My friend predicts a 15%+ majority in favour of the Union. He likened the SNP to UKIP saying that people are happy to vote for them when they don't think it matters, like in the Euro elections, but when it comes to the crunch, they won't. He similarly predicts a UKIP collapse at the next General Election. He thinks that an independent Scotland will have higher taxes. He points out that North Sea Oil is running out. And when it comes to actually putting the X on the ballot paper, he thinks the Scots will stick with the Union because it will cost them less.

I suggested that for a lot of people, Scottish independence is a matter of emotion, not facts and figures, but he thought Scots were more attuned to their personal economy than that. WRT opinion polls he noted that in his professional experience people often say one thing and do another.

Arguing against himself, he noted the racism of the Scots against the English, recalling that he gradually lost all his Scottish clients to Scottish firms - as soon as he had a Scottish competitor for the client, he lost the client.

He was pleasantly surprised at the conditions for voter eligibility and said that they were good and sensible.

Eventually, another friend broke in and demanded the conversation be turned to lighter matters. Make of my friend's thoughts what you will.
 
Make of my friend's thoughts what you will.
OK: they're largely wrong.

Likening the SNP to UKIP is wrong in many ways, and not just policy; in his own terms (electoral behaviour), the analogy is badly evidenced. The SNP has formed the government in Holrood since 2007, when it was the largest party, although it didn't have an overall majority. It formed the government until the next election. Rather than panic, the electorate then went on to give the SNP an overall majority in 2011. UKIP, on the other hand hasn't even got control of a council (SNP is also largest party in local government in Scotland).

_Aim_
Reproduce the passage on Scottish independence verbatim from "Eventually, another friend" to "government in Scotland).".

_Provided records_
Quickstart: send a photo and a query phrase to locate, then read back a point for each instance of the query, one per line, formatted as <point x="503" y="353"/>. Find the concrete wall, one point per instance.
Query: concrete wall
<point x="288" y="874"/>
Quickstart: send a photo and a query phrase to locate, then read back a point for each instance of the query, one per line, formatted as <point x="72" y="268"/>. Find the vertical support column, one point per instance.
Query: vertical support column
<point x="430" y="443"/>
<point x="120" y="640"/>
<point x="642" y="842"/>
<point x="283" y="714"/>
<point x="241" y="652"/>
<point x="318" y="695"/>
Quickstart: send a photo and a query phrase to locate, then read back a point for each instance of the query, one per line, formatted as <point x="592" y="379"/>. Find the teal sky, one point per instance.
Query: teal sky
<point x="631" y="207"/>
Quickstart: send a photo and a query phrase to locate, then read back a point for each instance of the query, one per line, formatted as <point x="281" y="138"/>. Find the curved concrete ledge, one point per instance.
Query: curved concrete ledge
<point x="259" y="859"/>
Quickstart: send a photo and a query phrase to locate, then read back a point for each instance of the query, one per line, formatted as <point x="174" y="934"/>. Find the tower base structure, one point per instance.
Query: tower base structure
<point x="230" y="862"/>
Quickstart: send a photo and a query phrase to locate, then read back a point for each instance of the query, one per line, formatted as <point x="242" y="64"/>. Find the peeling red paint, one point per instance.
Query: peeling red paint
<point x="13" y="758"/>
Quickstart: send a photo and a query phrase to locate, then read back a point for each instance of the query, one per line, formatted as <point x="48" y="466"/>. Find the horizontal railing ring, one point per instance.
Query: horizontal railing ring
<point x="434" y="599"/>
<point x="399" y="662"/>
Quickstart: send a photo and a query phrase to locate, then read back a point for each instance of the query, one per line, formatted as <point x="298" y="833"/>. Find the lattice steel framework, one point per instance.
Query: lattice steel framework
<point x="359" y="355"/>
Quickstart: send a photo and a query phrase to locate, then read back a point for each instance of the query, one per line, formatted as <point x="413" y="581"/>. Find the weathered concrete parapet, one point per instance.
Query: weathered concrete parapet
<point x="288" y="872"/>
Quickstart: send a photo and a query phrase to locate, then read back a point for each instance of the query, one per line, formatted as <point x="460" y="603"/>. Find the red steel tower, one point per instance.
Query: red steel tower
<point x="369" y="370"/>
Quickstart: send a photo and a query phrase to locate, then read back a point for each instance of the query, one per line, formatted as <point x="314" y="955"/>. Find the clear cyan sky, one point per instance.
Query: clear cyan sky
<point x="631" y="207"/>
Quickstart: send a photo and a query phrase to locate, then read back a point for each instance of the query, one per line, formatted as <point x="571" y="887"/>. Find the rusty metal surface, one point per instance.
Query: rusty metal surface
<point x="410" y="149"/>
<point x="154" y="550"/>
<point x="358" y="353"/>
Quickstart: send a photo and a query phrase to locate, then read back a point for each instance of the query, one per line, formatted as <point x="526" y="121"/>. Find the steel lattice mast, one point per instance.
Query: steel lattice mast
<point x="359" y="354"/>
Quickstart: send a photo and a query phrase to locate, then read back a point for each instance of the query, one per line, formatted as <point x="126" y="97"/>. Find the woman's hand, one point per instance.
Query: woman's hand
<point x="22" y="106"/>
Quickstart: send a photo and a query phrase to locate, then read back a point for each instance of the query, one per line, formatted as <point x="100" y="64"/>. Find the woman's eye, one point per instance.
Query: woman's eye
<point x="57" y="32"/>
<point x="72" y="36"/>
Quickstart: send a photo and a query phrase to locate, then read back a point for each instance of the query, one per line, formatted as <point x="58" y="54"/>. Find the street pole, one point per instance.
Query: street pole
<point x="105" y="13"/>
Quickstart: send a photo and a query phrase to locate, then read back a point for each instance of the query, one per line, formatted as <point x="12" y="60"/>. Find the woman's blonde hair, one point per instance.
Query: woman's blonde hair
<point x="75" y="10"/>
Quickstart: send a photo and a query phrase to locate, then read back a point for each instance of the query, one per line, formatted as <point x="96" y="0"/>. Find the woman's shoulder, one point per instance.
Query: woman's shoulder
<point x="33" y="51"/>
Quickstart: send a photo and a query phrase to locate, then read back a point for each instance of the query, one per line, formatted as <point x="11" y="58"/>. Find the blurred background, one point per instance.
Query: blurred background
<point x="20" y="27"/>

_Result_
Eventually, another friend broke in and demanded the conversation be turned to lighter matters. Make of my friend's thoughts what you will.
 
Make of my friend's thoughts what you will.
OK: they're largely wrong.

Likening the SNP to UKIP is wrong in many ways, and not just policy; in his own terms (electoral behaviour), the analogy is badly evidenced. The SNP has formed the government in Holrood since 2007, when it was the largest party, although it didn't have an overall majority. It formed the government until the next election. Rather than panic, the electorate then went on to give the SNP an overall majority in 2011. UKIP, on the other hand hasn't even got control of a council (SNP is also largest party in local government in Scotland).